— start EXTRACTED TEXT —
Lazy Evaluation in pyFIA¶
Overview¶
pyFIA uses lazy evaluation by default to significantly improve performance and reduce memory usage for large-scale FIA data analysis. The lazy evaluation system builds a computation graph and defers execution until results are needed, providing 60-70% reduction in memory usage and 2-3x performance improvements.
Using Volume Estimator¶
Basic Usage¶
The volume() function provides lazy evaluation by default:
from pyfia import FIA, volume
# Basic volume estimation with lazy evaluation
results = volume(
db="path/to/fia.db",
vol_type="net",
show_progress=True # Enable progress tracking
)
# Volume by species with totals
results = volume(
db="path/to/fia.db",
by_species=True,
totals=True,
vol_type="gross"
)
Advanced Features¶
Progress Tracking¶
All estimators include Rich-based progress tracking:
# Enable detailed progress tracking
results = volume(
db="path/to/fia.db",
by_species=True,
show_progress=True # Shows progress bars and statistics
)
Custom Configuration¶
For more control, use the estimator classes directly:
from pyfia.estimation import VolumeEstimator, EstimatorConfig
config = EstimatorConfig(
vol_type="net",
by_species=True,
totals=True,
extra_params={
"vol_type": "net",
"show_progress": True,
"lazy_enabled": True,
"lazy_threshold_rows": 5000, # Threshold for lazy conversion
"collection_strategy": "ADAPTIVE" # Collection strategy
}
)
— end EXTRACTED TEXT —
COMPLETE THE FOLLOWING:
A. Repeat the passage of the pyFIA lazy evaluation page from "Lazy Evaluation in" to "2-3x performance improvements.".
B. Write the next part of the pyFIA lazy evaluation documentation, picking up right after its final line.
— start GIVEN INFORMATION —
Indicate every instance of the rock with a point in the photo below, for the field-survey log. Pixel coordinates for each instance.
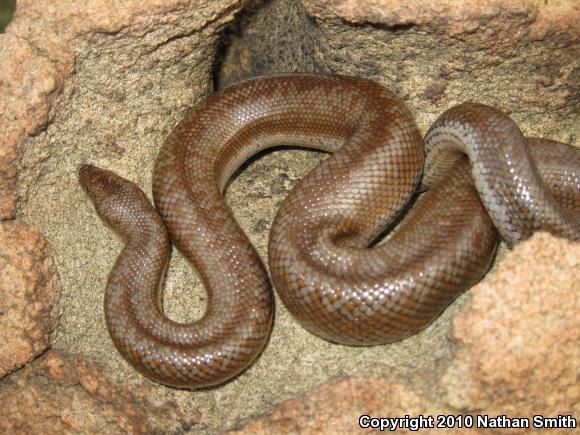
(29, 289)
(93, 83)
(61, 393)
(518, 337)
(336, 407)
— end GIVEN INFORMATION —
ANSWERS FOR THE EXERCISE:
A.
Lazy Evaluation in pyFIA¶
Overview¶
pyFIA uses lazy evaluation by default to significantly improve performance and reduce memory usage for large-scale FIA data analysis. The lazy evaluation system builds a computation graph and defers execution until results are needed, providing 60-70% reduction in memory usage and 2-3x performance improvements.

B.
with VolumeEstimator(db, config) as estimator:
results = estimator.estimate()
# Access lazy evaluation statistics
stats = estimator.get_lazy_statistics()
print(f"Operations deferred: {stats['operations_deferred']}")
print(f"Cache hits: {stats['cache_hits']}")
Architecture¶
Lazy Evaluation Pipeline¶
- Data Loading: Tables are loaded as lazy frames when size exceeds threshold
- Filter Application: Filters are applied as lazy expressions without materializing data
- Join Operations: Joins are performed lazily, building a computation graph
- Value Calculation: Calculations are expressed as lazy operations
- Collection: Data is materialized only at strategic collection points
Key Components¶
LazyFrameWrapper¶
Provides a unified interface for both DataFrame and LazyFrame operations:
from pyfia.estimation.lazy_evaluation import LazyFrameWrapper
# Works with both eager and lazy frames
wrapper = LazyFrameWrapper(data)
filtered = wrapper.apply_operation(lambda df: df.filter(pl.col("DIA") > 10))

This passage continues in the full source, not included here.